(QUOTED PASSAGE begins)

- Born: Erna Pfannstiel 10 February 1922 Benshausen, Germany
- Died: 16 February 2008 (aged 86)
- Occupation: Guard
- Known for: Seventh on the Simon Wiesenthal Center's list of most wanted war criminals that had never been convicted.

= Erna Wallisch =

Guard at Nazi concentration camp

Erna Wallisch (10 February 1922 – 16 February 2008) was a female guard in two Nazi concentration camps, but despite several trials was never convicted. In 2007, she was seventh on the Simon Wiesenthal Center's list of most wanted war criminals that had never been convicted.

== Early life ==
Wallisch was born Erna Pfannstiel in Benshausen, in Thuringia in 1922. Her father was a postal clerk and her mother was a housewife. Erna worked as a maid in Berlin for a year before joining the NSDAP at the age of 19 and undergoing training to become an Aufseherin, or female concentration camp guard.

== World War II ==
Wallisch first served as a guard at Ravensbrück concentration camp for a year before she was transferred to the Majdanek concentration camp in Lublin, Poland in May 1941. While in service at Majdanek, she met a Nazi guard named Georg Wallisch, and married him in 1944. It is alleged that she was a brutal guard, beating women and children on their way to the gas chambers and personally participated in the selections of inmates to be executed.

Survivors described pregnant Wallisch beating a young boy to death and have referred to her as "the pregnant monster". One of the survivors, Jadwiga Landowska, has said: "The pregnant Nazi monster woman who went crazy and attacked us did not appear among those tried in Duesseldorf after the war. The pregnant one hit a young boy lying on the floor with something harder than a whip. Blood was pouring from his head and he gave no sign of life or reaction. The sweating, breathless face of that monster was something I will never forget." Another has claimed that she used "violence and illegal threats for reasons of race and nationality, against women and children weakened physically and psychologically... she treated them in an inhumane way".

== Legal ==
There were three attempts to prosecute Wallisch:

1965: In Graz, charges were dismissed due to "insufficient evidence".

(QUOTED PASSAGE ends)

**PARTS OF THE EXERCISE:**
1. Translate this sentence from the article on Erna Wallisch into Spanish: "Her father was a postal clerk and her mother was a housewife."
2. Answer these questions using the article on Erna Wallisch.
(a) In which town and region was Wallisch born?
(b) Whom did she marry, and in what year?
(c) In which city were charges against her dismissed in 1965?
3. Continue the article on Erna Wallisch from its last sentence.

(ENTRIES SUPPLIED begins)

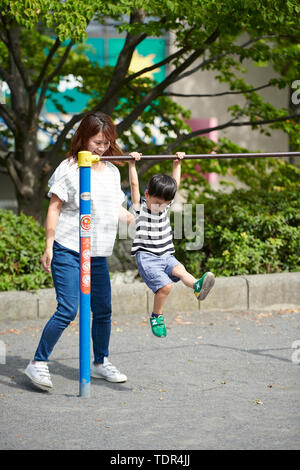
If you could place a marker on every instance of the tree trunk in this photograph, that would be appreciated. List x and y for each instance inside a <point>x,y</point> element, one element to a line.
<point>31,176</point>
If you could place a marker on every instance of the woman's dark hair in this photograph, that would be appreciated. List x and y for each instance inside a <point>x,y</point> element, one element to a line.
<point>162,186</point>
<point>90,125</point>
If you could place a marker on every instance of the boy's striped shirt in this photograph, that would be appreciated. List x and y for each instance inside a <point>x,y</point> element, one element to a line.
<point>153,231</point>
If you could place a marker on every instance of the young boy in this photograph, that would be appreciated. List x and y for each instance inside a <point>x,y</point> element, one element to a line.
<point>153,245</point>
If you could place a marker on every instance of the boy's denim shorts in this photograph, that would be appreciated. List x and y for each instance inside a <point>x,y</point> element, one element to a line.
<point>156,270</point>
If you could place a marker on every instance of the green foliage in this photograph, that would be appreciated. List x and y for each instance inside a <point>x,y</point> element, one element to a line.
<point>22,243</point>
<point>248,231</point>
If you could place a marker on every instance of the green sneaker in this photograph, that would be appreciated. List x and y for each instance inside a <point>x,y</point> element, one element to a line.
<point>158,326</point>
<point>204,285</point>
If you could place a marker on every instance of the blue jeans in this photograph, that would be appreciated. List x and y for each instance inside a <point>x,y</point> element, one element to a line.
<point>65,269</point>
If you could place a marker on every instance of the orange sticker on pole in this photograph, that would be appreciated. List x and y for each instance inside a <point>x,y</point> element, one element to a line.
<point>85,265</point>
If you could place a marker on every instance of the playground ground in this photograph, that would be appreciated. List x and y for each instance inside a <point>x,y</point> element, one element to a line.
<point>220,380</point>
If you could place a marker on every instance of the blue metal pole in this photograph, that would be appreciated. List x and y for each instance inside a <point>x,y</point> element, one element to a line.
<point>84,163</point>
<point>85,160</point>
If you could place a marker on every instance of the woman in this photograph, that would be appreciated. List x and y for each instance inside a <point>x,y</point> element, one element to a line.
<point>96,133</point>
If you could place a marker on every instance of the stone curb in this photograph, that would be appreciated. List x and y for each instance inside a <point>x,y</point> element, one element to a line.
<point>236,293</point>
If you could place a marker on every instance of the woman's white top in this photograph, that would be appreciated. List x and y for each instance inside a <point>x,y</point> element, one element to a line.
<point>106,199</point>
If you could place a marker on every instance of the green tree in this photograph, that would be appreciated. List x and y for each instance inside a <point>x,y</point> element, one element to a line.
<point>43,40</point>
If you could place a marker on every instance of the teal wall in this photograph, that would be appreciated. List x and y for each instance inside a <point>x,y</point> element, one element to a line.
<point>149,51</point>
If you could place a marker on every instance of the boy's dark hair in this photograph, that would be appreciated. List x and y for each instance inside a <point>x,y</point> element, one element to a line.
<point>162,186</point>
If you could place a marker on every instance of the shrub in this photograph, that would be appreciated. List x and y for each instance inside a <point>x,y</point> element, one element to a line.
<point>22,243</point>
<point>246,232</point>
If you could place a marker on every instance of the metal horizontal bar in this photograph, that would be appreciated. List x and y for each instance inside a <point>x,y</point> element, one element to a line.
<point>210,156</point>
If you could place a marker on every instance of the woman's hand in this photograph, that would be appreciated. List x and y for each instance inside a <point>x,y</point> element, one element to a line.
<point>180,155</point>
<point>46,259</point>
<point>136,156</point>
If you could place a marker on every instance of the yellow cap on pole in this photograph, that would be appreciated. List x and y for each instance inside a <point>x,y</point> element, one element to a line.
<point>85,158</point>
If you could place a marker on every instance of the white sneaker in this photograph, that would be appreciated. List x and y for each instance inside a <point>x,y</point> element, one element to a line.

(ENTRIES SUPPLIED ends)

**ANSWERS TO THE EXERCISES:**
1. Su padre era empleado de correos y su madre era ama de casa.

2.
(a) Benshausen, in Thuringia
(b) Georg Wallisch, in 1944
(c) Graz

3.
1970s: In Vienna, but the prosecutor was unwilling to pursue (nolle prosequi), as the Austrian statutes of limitation had expired. It was found that she was "a possible participant in sadistic activities but not a perpetrator" and that she had "distant guilt."

2005: Historian Dr Efraim Zuroff urged the Austrian Department of Justice to prosecute anew, but its speaker, Christoph Pöchinger declared that there was lack of credible evidence. This was despite how Zuroff had identified five Polish survivors who were prepared to testify against her. This unwillingness to prosecute led the Simon Wiesenthal Center to put her on the list of most wanted war criminals, ranked at number seven.

== Post-World War II ==
In 2007, British author and journalist Guy Walters tracked Wallisch down to a small flat in the district of Kaisermühlen in Vienna, Austria, as part of his research for an upcoming work titled Hunting Evil: How the Nazi War Criminals Escaped and the Hunt to Bring Them to Justice, about the pursuit of escaped Nazi war criminals.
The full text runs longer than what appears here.